> Text passage
Latin America is the worst-hit new car market globally in July, with Chile down -63.6%.
LMC Automotive has now released its internal Global Light Vehicle (LV) sales for July 2020, showing a single-digit year-on-year decline for the first time since February. According to LMC, July global sales are down -6.8% to 6.679.540 units vs. 7.167.573 in July 2019, that’s a loss of just under 500.000 units for the month vs. 1.4 million in June. The YTD global tally is now down -24.6% (vs. -27.7% last month) to 39.400.732 vs. 52.246.029 over the same period in 2019, a ghastly loss of over 12.8 million vehicles over the past seven months. As it was the case last month, LMC warns that although lockdown measures have generally been loosening, a risk of deterioration or a major second wave of infections remains present. An important element to keep in mind too is that the speed of recovery has been encouraged by pent-up demand accumulated during lockdowns, and this actually masks the current underlying level of market strength. In turn this could mean that even in the absence of major second wave, sales could also naturally peter out towards the end of the year.
One of the main interests of LMC Automotive reports, and the reason why we are relating them on here, is the availability of a Seasonally Adjusted Annual Selling Rate (SAAR) for each region. Globally, the SAAR has seen fluctuations not witnessed since World War II over the First Half of 2020: from 88 million in January to 65 million in February, 57 million in March, 49.04 million in April (a 22-year low), 61.25 million in May and 75.6 million in June. The global July SAAR stands at 85.73 million, meaning we are now at the highest level since January which wasn’t affected by the pandemic. The year-to-date global 2020 SAAR now stands at 69.26 million vs. 66.23m last month and 64.33m in May, down -23.3% on 2019 actuals of 90.32 million (vs. -26.6% in June). Our Live COVID-19 Dashboard has LMC’s global forecast for 2020 at 71m units, alongside 2020 forecasts for 15 major markets.
Looking at the detail by region, June positives China (+13.2%) and South Korea (+7.9%) are now joined by Eastern Europe (+17.6%) lifted by a surreal month in Turkey (+387.5%). As the rest of the world ends lockdowns, China now accounts for 30% of world sales in July, only slightly higher than the 28% it commanded in 2019 but receding on 34% in June, 41% in May and 49% in April. China’s July SAAR leaps to 30.7 million, its highest since September 2017, with the average selling rate in the three months to July far exceeding the pre-pandemic Q4 2019 level. Western Europe (-5.7%) and Canada (-5.5%) see their decline thaw to single-digits. In contrast, LMC has the USA down -11.2% vs. -16% in our update which displays an average of all analysts’ estimates, with fleet sales down -28.7% and retail down -8.4%. Japan (-13.2%) is in a similar situation. Last month we felt it was important to add India which was then the worst performing main market in the world at -47.2% but even though the sanitary situation has continued to worsen there, the Indian car market has stabilised (-1%). This leaves Latin America as the worst affected region in the world, resuming a position it also held in May, with Argentina down -40.4%, Mexico down -31.2% and Brazil down -29.7% according to LMC. We have also reported Chile down -63.6% in July.

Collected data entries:
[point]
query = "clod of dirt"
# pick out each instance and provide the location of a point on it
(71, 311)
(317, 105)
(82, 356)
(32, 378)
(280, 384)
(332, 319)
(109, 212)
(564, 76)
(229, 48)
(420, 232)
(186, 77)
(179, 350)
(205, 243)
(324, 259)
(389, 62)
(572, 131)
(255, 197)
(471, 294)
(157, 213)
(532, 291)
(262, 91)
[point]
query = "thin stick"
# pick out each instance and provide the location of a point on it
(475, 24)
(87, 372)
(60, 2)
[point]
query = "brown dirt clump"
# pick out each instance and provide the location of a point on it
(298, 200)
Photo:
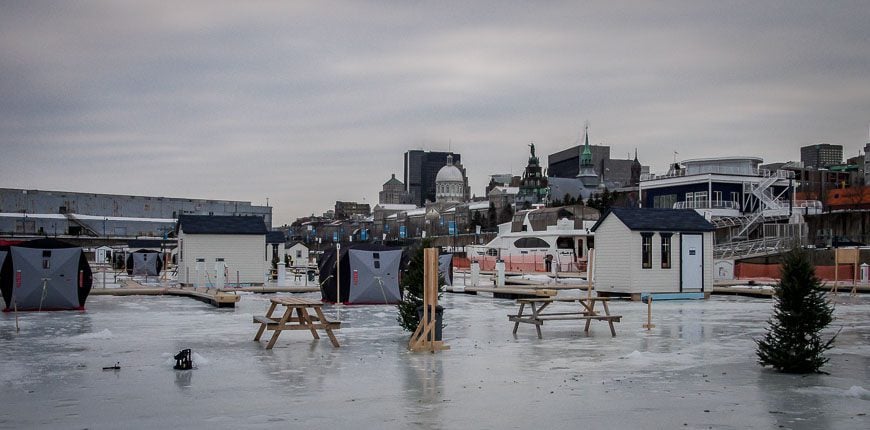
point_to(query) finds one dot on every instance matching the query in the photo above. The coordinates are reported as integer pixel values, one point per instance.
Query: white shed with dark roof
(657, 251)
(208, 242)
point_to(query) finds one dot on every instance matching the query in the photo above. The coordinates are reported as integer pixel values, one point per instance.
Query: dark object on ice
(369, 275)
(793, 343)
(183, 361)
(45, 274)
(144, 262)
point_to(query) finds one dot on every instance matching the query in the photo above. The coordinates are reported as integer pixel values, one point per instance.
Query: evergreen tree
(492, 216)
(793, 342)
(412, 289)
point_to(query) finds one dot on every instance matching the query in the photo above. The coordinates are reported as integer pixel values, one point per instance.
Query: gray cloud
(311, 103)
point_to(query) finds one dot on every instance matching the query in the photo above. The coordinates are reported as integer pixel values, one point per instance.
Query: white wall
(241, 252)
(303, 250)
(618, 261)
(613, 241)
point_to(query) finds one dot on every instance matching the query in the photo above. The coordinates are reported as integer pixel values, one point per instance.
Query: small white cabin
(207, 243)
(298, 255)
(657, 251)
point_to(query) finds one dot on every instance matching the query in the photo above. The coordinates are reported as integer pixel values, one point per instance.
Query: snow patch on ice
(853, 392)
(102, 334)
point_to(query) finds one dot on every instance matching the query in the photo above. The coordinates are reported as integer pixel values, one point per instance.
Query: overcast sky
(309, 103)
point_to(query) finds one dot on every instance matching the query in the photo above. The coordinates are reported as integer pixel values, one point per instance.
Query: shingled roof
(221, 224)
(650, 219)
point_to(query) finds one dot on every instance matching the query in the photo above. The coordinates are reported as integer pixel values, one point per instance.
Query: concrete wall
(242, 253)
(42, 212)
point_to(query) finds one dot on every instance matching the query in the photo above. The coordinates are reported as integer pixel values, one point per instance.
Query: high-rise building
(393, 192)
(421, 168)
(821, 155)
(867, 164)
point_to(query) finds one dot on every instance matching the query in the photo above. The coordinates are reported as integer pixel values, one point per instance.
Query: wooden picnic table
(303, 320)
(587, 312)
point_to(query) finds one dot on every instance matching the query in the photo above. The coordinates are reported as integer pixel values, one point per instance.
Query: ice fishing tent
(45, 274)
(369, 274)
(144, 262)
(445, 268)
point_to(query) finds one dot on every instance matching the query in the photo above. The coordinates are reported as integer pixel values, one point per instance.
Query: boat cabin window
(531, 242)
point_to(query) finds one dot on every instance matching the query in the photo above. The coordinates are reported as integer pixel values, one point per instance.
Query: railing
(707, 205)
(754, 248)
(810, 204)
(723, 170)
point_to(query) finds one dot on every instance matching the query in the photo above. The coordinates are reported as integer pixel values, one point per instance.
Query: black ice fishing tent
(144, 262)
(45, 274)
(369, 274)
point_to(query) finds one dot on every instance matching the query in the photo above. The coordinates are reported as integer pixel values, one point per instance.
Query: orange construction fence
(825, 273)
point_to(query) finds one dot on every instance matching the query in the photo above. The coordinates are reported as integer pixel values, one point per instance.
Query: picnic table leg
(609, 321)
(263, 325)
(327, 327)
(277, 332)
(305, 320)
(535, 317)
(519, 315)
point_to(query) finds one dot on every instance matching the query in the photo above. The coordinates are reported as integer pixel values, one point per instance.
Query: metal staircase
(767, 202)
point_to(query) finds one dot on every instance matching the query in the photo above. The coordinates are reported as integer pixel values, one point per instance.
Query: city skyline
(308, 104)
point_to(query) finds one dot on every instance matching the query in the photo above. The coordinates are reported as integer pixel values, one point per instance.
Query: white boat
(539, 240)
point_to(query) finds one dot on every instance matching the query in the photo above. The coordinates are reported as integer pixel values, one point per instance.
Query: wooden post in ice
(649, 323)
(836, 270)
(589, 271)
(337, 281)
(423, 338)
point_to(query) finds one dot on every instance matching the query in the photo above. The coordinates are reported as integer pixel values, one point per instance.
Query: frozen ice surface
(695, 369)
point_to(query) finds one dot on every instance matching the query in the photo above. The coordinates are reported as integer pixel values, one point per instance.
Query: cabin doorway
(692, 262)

---

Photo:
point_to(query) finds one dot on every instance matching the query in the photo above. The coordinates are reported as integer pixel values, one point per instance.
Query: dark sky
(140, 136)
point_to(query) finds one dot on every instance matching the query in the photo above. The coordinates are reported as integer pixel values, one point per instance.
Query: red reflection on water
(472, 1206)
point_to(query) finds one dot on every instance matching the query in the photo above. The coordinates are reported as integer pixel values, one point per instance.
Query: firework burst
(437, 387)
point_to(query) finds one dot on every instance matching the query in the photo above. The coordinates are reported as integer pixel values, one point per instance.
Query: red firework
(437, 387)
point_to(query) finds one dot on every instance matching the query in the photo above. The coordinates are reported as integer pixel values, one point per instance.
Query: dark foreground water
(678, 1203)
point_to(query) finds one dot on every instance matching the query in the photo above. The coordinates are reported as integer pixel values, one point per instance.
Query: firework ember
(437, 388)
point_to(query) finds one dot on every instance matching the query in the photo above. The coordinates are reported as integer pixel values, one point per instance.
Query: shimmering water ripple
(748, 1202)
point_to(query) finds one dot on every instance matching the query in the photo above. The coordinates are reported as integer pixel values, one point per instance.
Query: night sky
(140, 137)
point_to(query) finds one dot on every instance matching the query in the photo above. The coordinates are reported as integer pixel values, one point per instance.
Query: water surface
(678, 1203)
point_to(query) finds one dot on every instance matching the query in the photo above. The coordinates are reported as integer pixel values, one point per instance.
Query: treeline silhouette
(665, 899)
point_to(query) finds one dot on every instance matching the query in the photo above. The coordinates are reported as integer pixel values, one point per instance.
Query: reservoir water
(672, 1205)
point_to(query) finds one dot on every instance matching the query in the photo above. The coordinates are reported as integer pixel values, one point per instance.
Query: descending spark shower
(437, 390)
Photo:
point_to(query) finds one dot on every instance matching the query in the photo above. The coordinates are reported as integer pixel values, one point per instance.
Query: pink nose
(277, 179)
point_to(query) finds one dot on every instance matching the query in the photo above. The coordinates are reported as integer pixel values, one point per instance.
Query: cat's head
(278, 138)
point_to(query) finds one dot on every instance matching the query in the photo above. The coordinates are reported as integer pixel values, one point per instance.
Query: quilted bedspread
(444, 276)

> Apply what you read
**1.** In the car sales report, what share of world sales did China account for in July?
**2.** Quote the car sales report word for word, starting with "One of the main" and going on through "15 major markets.".
Rely only on the car sales report, not the entries.

> Answers by item number
**1.** 30%

**2.**
One of the main interests of LMC Automotive reports, and the reason why we are relating them on here, is the availability of a Seasonally Adjusted Annual Selling Rate (SAAR) for each region. Globally, the SAAR has seen fluctuations not witnessed since World War II over the First Half of 2020: from 88 million in January to 65 million in February, 57 million in March, 49.04 million in April (a 22-year low), 61.25 million in May and 75.6 million in June. The global July SAAR stands at 85.73 million, meaning we are now at the highest level since January which wasn’t affected by the pandemic. The year-to-date global 2020 SAAR now stands at 69.26 million vs. 66.23m last month and 64.33m in May, down -23.3% on 2019 actuals of 90.32 million (vs. -26.6% in June). Our Live COVID-19 Dashboard has LMC’s global forecast for 2020 at 71m units, alongside 2020 forecasts for 15 major markets.